[PROVIDED DATA start]
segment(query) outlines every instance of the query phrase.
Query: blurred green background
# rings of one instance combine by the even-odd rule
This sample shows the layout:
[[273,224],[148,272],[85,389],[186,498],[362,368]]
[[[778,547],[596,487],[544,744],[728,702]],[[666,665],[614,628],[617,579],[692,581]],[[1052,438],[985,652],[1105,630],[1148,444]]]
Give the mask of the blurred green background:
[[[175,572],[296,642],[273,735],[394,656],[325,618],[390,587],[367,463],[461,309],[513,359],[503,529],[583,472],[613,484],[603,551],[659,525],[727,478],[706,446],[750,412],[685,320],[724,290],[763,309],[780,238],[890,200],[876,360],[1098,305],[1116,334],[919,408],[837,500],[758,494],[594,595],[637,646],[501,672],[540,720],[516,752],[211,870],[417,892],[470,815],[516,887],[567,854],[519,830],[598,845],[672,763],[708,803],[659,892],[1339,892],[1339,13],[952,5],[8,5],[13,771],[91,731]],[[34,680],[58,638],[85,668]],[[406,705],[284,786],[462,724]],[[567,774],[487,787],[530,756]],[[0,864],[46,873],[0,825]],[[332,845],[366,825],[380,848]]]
[PROVIDED DATA end]
AIM: The lines above should be duplicated exactly.

FULL SOLUTION:
segment(query) outlines every instance of the query phrase.
Query: blurred green background
# rings of one instance combine by the even-odd rule
This sample shows the layout:
[[273,224],[148,272],[85,389],[186,498],[362,368]]
[[[778,547],[596,487],[544,744],[728,702]],[[666,665],[614,628],[617,579],[692,581]],[[1052,438],[985,652],[1105,630],[1148,444]]]
Give the mask of the blurred green background:
[[[175,572],[296,642],[273,735],[394,656],[325,618],[390,587],[367,463],[461,309],[513,359],[503,529],[583,472],[613,484],[603,551],[659,525],[727,478],[706,446],[750,412],[685,320],[724,290],[763,309],[780,238],[890,200],[876,360],[1098,305],[1116,334],[919,408],[837,500],[758,494],[594,595],[637,646],[501,672],[540,720],[516,752],[211,870],[417,892],[470,815],[516,887],[567,854],[519,830],[598,845],[672,763],[708,803],[659,892],[1339,892],[1339,13],[952,5],[8,5],[13,771],[91,731]],[[34,680],[58,638],[85,668]],[[406,705],[284,786],[462,724]],[[567,774],[487,787],[530,756]],[[0,864],[46,873],[0,825]],[[332,845],[366,825],[380,848]]]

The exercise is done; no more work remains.